ЗАДАНИЯ -
**A)** Когда, по словам отрывка об Уитмене, поэт, по-видимому, пережил личную драму, описанную в «Когда жизнь моя убывала вместе с океанским отливом»?
**B)** Перепишите, пожалуйста, строки листинга от его начала до строки с «top-left (441, 402), bottom-right (853, 577)» включительно, умножив каждую координату на 1,85 и округлив до целого (половины вверх). Изображения в ответ не включайте.

ПРЕДОСТАВЛЕННЫЙ ОТРЫВОК -
- - - - -
Отчасти на этот вопрос отвечает песня моря о «смерти» в стихотворении «Из колыбели…», ибо всякое размышление о смерти в нашей отечественной литературе всегда будет возвращаться к Уолту Уитмену. Ночь, смерть, мать и море победно сливаются в «Из колыбели…», но Уитмен удерживает их на расстоянии и практически одолевает в сильнейшем из этих двух стихотворений — «Когда жизнь моя убывала вместе с океанским отливом». В «Из колыбели…» прослеживается воплощение в Уитмене поэтического характера; в «Когда жизнь моя…» уклончиво описана некая неотчетливая, но ранящая личная драма, которую Уитмен, кажется, пережил зимой с 1859 на 1860 год. Ощущение неудачи, предположительно сексуального характера, наполняет «Когда жизнь моя…» новым пафосом, богаче которого у Уитмена еще не бывало. Ни в чем из написанного им до элегии «Сирень» американский семейный роман не выражался так полно, как в этом выдающемся моменте, когда он, измученный, падает на берег и из этого действия создается мощнейший известный нам образ примирения с отцом:
Я бросаюсь к тебе на грудь, отче,
Я так к тебе прижимаюсь, что ты не можешь меня оттолкнуть,
Я стискиваю тебя до тех пор, пока ты мне не ответишь хоть чем-нибудь.
Поцелуй меня, отче,
Коснись меня губами, как я касаюсь любимых,
Шепни мне, покуда я сжимаю тебя, тайну твоего ропота, которой я так завидую.
- - - - -
ИСХОДНЫЕ ДАННЫЕ -
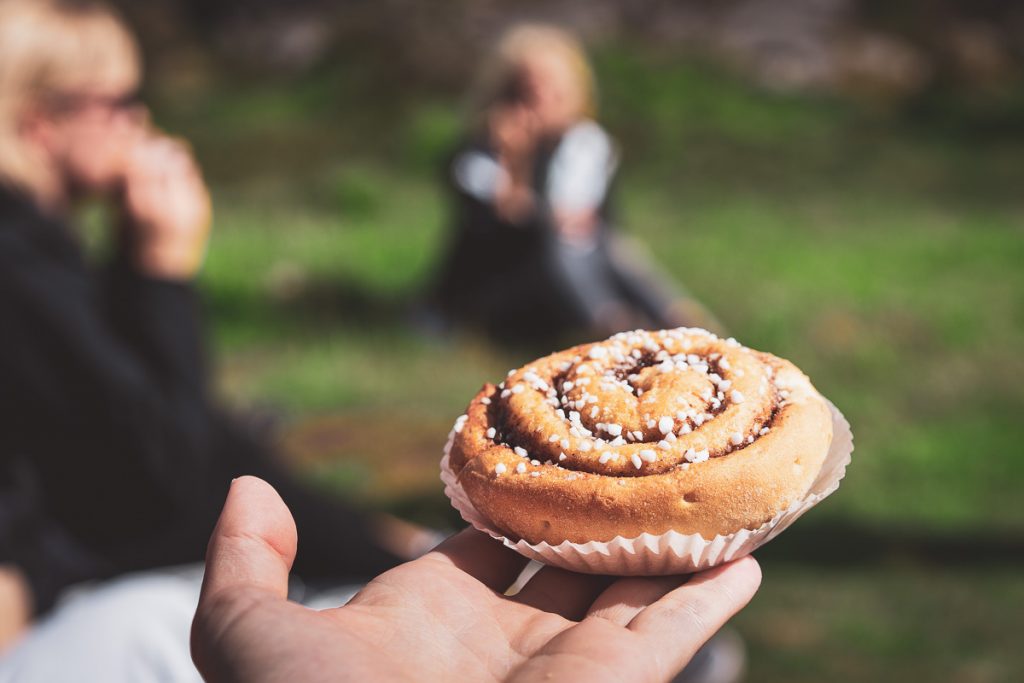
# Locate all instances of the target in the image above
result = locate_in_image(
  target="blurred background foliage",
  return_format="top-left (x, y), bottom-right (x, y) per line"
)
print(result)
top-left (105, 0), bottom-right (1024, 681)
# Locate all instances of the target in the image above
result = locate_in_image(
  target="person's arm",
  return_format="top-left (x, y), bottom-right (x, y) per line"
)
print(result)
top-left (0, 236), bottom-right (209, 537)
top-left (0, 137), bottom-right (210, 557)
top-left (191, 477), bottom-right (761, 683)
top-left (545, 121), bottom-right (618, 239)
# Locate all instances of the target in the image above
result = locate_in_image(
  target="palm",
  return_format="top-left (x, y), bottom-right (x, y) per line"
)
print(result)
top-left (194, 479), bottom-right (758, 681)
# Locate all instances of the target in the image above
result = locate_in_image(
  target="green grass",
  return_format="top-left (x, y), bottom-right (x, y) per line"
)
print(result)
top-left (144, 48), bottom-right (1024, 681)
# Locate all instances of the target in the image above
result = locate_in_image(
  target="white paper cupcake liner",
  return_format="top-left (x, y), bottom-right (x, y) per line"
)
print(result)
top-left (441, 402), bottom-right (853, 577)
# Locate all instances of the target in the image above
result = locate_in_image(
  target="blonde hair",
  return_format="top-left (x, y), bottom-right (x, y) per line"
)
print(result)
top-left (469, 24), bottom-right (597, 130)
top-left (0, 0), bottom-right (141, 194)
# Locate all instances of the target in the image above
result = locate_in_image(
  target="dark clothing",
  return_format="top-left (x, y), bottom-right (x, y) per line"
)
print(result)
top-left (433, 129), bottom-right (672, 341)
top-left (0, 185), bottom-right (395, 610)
- - - - -
РЕШЕНИЯ ПО ЗАДАНИЯМ -
**A)** Зимой с 1859 на 1860 год.

**B)**
# Locate all instances of the target in the image above
result = locate_in_image(
  target="blurred background foliage",
  return_format="top-left (x, y), bottom-right (x, y) per line"
)
print(result)
top-left (194, 0), bottom-right (1894, 1260)
# Locate all instances of the target in the image above
result = locate_in_image(
  target="person's arm",
  return_format="top-left (x, y), bottom-right (x, y) per line"
)
print(result)
top-left (0, 437), bottom-right (387, 993)
top-left (0, 253), bottom-right (389, 1030)
top-left (353, 882), bottom-right (1408, 1264)
top-left (1008, 224), bottom-right (1143, 442)
# Locate all instances of the target in the image above
result = locate_in_image(
  target="palm",
  return_format="top-left (x, y), bottom-right (x, y) per line"
)
print(result)
top-left (359, 886), bottom-right (1402, 1260)
# Locate all instances of the target in the image above
result = locate_in_image(
  target="green grass",
  return_format="top-left (x, y), bottom-right (x, y) per line"
)
print(result)
top-left (266, 89), bottom-right (1894, 1260)
# Locate all instances of the target in the image above
result = locate_in_image(
  target="white paper cupcake liner",
  return_format="top-left (x, y), bottom-right (x, y) per line"
)
print(result)
top-left (816, 744), bottom-right (1578, 1067)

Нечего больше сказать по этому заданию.